Task to complete: Please write out everything in the material from the line containing "Please mark the sandy" down to the line containing "(1209, 229)", both lines included and nothing beyond them. Raise each point coordinate in the answers by 50 and leave all other text unchanged.

-.-.-

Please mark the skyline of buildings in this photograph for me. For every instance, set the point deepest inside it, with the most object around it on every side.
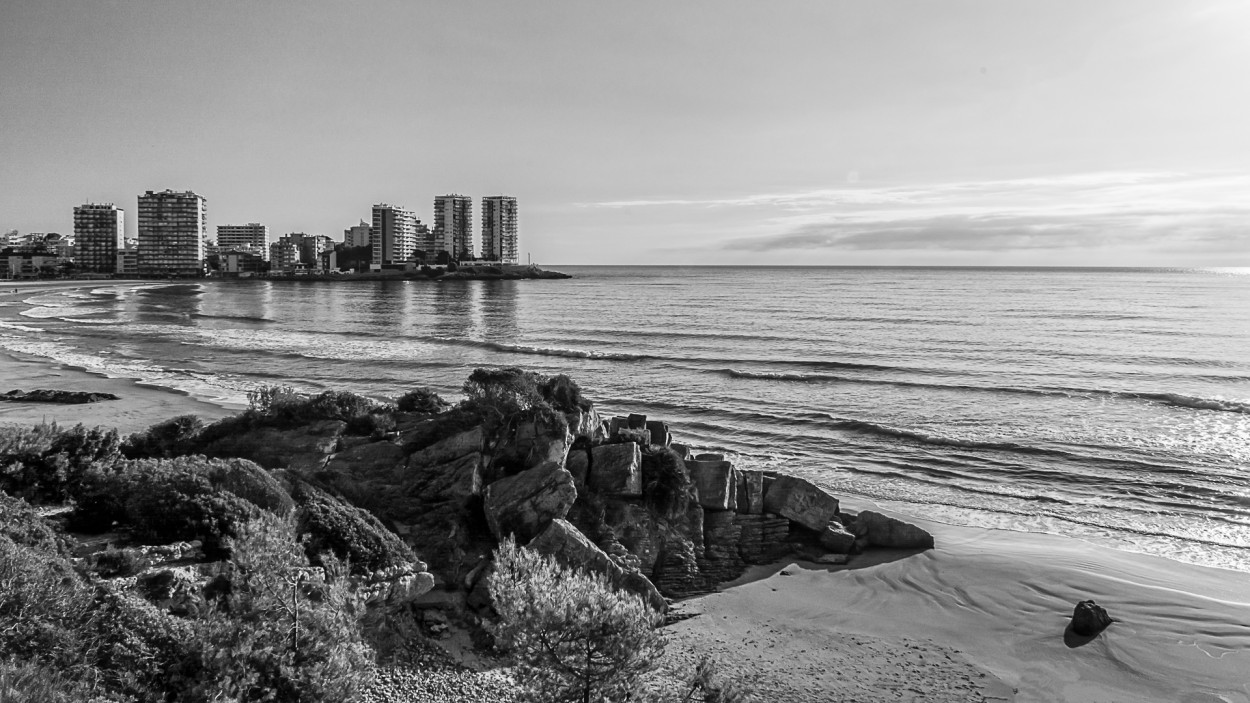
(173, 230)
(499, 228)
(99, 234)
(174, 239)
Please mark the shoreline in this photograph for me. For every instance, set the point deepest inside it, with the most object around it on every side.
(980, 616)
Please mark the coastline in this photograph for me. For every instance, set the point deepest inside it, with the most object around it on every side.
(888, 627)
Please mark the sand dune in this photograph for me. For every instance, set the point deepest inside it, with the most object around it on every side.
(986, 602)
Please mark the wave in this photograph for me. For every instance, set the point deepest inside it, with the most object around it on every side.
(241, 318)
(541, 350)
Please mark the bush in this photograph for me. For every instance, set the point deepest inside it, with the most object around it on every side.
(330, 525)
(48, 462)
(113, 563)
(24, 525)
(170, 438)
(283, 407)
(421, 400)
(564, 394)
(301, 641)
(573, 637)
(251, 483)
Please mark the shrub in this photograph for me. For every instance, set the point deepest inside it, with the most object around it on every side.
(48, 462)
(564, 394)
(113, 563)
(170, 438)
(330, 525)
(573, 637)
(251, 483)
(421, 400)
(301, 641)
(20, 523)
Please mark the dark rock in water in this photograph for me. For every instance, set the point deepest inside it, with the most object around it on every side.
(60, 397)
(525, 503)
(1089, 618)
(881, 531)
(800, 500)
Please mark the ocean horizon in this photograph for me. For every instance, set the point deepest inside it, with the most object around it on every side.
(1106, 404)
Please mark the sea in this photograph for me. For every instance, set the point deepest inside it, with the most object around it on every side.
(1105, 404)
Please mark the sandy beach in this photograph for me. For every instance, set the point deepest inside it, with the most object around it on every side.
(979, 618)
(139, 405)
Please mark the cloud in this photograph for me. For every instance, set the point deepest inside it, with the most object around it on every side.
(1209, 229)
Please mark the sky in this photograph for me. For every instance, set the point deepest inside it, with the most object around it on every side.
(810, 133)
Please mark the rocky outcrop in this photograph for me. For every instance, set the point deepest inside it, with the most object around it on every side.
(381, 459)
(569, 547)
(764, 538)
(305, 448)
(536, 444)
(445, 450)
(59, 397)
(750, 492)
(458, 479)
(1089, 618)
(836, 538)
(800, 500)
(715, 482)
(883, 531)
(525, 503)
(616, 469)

-.-.-

Result:
Please mark the sandy beach in this photograph for me. For every instance, set the point deepest inside it, with the most object around it on every side.
(1029, 668)
(189, 455)
Please mark the cloud in this photograph for me. For every instance, set the point deepest inside it, with the most object around it on every side.
(1259, 279)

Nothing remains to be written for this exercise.